WHAT TO PRODUCE: Reproduce each of the items below verbatim, line by line, but omit the pictures from your answer.
─── DATA FOR THIS TASK
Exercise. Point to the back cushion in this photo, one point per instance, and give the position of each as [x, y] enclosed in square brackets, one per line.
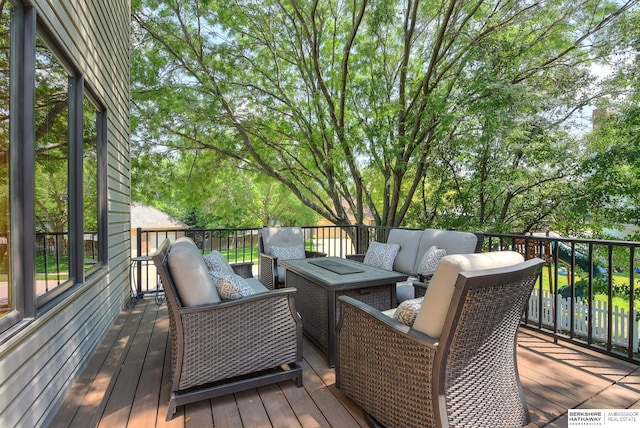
[190, 274]
[409, 240]
[432, 314]
[281, 237]
[452, 241]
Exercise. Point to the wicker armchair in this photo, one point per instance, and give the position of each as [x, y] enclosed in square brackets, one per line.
[226, 347]
[271, 275]
[466, 377]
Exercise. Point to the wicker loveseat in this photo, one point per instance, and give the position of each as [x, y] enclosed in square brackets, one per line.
[223, 347]
[280, 243]
[414, 244]
[459, 370]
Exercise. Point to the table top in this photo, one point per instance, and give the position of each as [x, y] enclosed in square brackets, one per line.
[361, 273]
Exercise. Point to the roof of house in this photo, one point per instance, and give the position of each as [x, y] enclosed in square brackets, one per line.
[148, 217]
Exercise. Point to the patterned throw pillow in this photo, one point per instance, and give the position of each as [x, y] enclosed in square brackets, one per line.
[232, 287]
[431, 259]
[288, 253]
[217, 265]
[407, 311]
[381, 255]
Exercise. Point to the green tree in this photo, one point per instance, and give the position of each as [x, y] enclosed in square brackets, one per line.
[431, 111]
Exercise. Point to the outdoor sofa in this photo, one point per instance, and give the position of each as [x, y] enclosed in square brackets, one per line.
[453, 362]
[413, 245]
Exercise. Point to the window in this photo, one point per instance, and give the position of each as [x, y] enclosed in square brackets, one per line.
[92, 116]
[6, 301]
[52, 172]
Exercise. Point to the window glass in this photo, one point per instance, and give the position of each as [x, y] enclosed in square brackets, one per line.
[51, 170]
[90, 183]
[6, 301]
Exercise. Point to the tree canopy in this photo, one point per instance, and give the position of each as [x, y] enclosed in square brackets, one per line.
[451, 113]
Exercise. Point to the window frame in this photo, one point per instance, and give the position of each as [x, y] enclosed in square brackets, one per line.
[25, 304]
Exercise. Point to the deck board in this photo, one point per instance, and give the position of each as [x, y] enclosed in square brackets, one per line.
[127, 383]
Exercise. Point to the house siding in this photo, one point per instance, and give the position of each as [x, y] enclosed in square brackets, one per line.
[42, 357]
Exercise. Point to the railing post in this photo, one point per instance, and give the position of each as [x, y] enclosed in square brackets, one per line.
[139, 265]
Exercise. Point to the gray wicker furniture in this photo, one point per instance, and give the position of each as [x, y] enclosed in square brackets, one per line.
[467, 377]
[271, 274]
[230, 346]
[319, 288]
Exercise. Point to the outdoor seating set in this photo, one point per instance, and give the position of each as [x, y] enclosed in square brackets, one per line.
[445, 359]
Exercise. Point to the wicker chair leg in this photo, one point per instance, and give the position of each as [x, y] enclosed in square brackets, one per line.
[172, 407]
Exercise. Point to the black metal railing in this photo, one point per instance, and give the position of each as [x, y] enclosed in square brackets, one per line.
[586, 294]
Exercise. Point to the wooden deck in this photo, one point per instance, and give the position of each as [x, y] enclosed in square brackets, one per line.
[126, 384]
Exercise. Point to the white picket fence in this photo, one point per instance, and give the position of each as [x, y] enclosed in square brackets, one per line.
[620, 322]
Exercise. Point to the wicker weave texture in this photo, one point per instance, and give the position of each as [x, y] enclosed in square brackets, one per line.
[402, 378]
[229, 339]
[237, 340]
[312, 303]
[388, 374]
[481, 379]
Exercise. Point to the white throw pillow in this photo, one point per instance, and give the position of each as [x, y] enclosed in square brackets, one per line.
[430, 260]
[217, 265]
[233, 286]
[407, 311]
[381, 255]
[288, 253]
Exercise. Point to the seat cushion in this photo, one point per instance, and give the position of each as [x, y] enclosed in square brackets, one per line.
[409, 241]
[293, 252]
[430, 260]
[381, 255]
[452, 241]
[217, 265]
[431, 317]
[190, 274]
[281, 237]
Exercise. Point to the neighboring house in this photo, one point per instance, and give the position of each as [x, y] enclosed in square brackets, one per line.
[146, 217]
[64, 161]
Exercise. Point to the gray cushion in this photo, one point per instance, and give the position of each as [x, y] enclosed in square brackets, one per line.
[430, 260]
[190, 274]
[452, 241]
[293, 252]
[409, 240]
[281, 237]
[437, 299]
[381, 255]
[217, 265]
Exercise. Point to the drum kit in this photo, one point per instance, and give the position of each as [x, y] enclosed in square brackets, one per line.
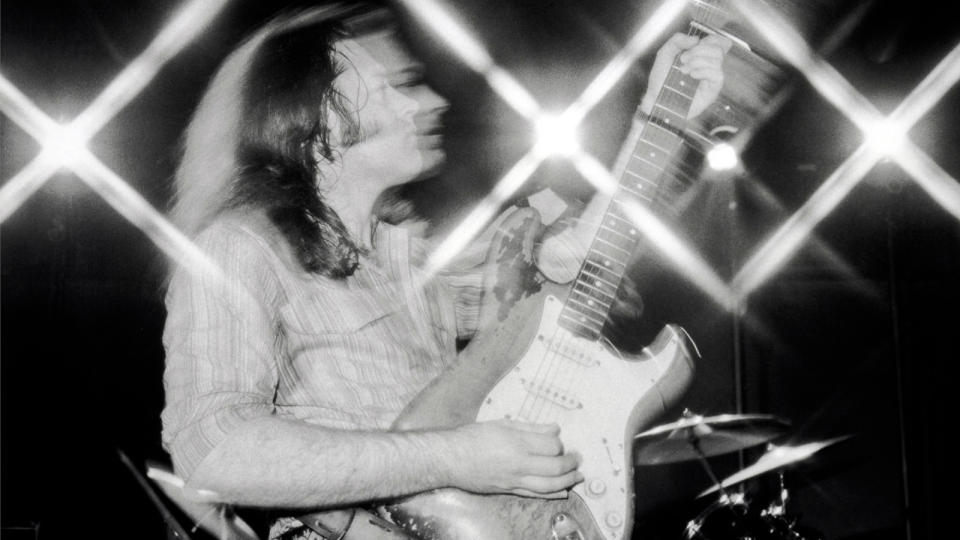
──────
IN RESPONSE:
Exercise. Point to the back cushion in this photo, one point per instance, and give the position of each as [x, y] enclosed in square brackets, one per line.
[190, 274]
[409, 240]
[432, 314]
[281, 237]
[452, 241]
Exercise. Point to the wicker armchair in this photo, one point per instance, and give the position of each as [x, y] enclosed in square brackets, one per line.
[226, 347]
[271, 275]
[466, 377]
Exercise. Point to the wicker loveseat in this photo, one point per instance, and give the position of each as [x, y] enclosed in square brackets, one per line.
[223, 347]
[280, 243]
[414, 244]
[459, 370]
Exercise. Point to the table top in this photo, one point per instance, and give the position of each as [x, y] enclosed in square brackets, one per line.
[361, 273]
Exercise. Point to the roof of house in this photo, one point per instance, and give the position of each as [x, y] enclosed in square brackets, one per line.
[148, 217]
Exercise. Point to the patterned throw pillow in this photo, one point per instance, and give the position of each as [x, y] enclosed in square brackets, one per line.
[232, 287]
[431, 259]
[288, 253]
[217, 265]
[407, 311]
[381, 255]
Exercise. Point to the green tree in this photo, one point per instance, and give the position of each as [x, y] enclosed in square brackets, one per line.
[431, 111]
Exercise. Point to the outdoor sofa in this photo, one point per instance, and give the position of each as [x, y] enclosed in square brackets, one per line.
[453, 362]
[413, 245]
Exercise. Point to the window in this photo, one point per instance, and give the position of each as [x, y] enclosed in square brackets, one per line.
[92, 116]
[6, 301]
[52, 172]
Exercise. Point to the window glass in this photo, one point per instance, and give the position of each as [x, y] enclosed in square brackets, one per line.
[51, 170]
[90, 183]
[6, 301]
Exercise. Point to the tree canopy in this photo, one point per instance, and give the position of each as [x, y] enclosed in square brackets, one per line.
[451, 113]
Exercise. Point to the window frame in this photo, one point per instance, and give the position of each as [x, y] enclosed in square brackets, one per line.
[25, 304]
Exercise. Point to the deck board in this photo, one point per instance, and give the position of each as [x, y] enclosed in square brackets, one per line.
[127, 383]
Exercise. Point to the house siding in this photo, one point per instance, and give the position of each as [x, y] enclosed in square brackets, one per line.
[42, 357]
Exercise. Point to the railing post in this photo, one point per instance, and give the position of each as [x, y] enclosed in square brackets, one per line.
[139, 265]
Exercise. Point to the gray wicker furniture in this photo, one point per instance, and give the position of each as [x, y] enclosed in square brackets, one per line.
[467, 377]
[271, 274]
[230, 346]
[319, 288]
Exercise. Point to the outdoor seating set in this photo, one point per instance, and give the position of each as [x, y] enclosed in square brackets, one per line.
[445, 359]
Exercise. Point to the wicker chair leg in this photo, one point per instance, and give the position of each as [x, y] enclosed in square brackets, one per line.
[172, 407]
Exercise. Point to the black metal railing in this photo, one point per instance, and give the position of each as [x, y] enclosed in square brackets, one per line.
[586, 294]
Exercise. Point to the wooden deck in this photo, one point per instance, and give the position of each as [x, y] enclosed in square brackets, one per line.
[126, 384]
Exercise. Point to the white picket fence in this photo, one point per instance, and give the position of each as [x, y] enclosed in square brackets, one per line.
[620, 322]
Exercise. Point to the wicker weave texture in this photo, one point per instance, and give the position of each as [x, y] enclosed in square brackets, one per line.
[402, 378]
[229, 339]
[237, 340]
[312, 303]
[388, 374]
[481, 379]
Exercise. Point to the white throw pillow in this photo, one point per instance, and give the position of each as [x, y] enclosed in square brackets, one per line.
[430, 260]
[217, 265]
[233, 286]
[407, 311]
[381, 255]
[288, 253]
Exercise. Point to the seat cushion in this photo, one point per instance, and give the position of each as [x, y] enclosed in square brackets, one per line.
[409, 241]
[293, 252]
[430, 260]
[381, 255]
[452, 241]
[217, 265]
[431, 317]
[190, 274]
[281, 237]
Exercise. Point to the neighboring house in this photo, one point per instance, and give the position of each as [x, y] enclosed in square brackets, one per line.
[146, 217]
[64, 161]
Exercise. Point to the gray cushion in this photo, one point per instance, and give the position of each as [x, y] enclosed in square brackets, one per line.
[430, 260]
[190, 274]
[452, 241]
[293, 252]
[409, 240]
[281, 237]
[437, 299]
[381, 255]
[217, 265]
Exercise. Point to the drum kit in this photo, one point per instance, and give the position of each as [x, y] enclosed in square brackets, one per line.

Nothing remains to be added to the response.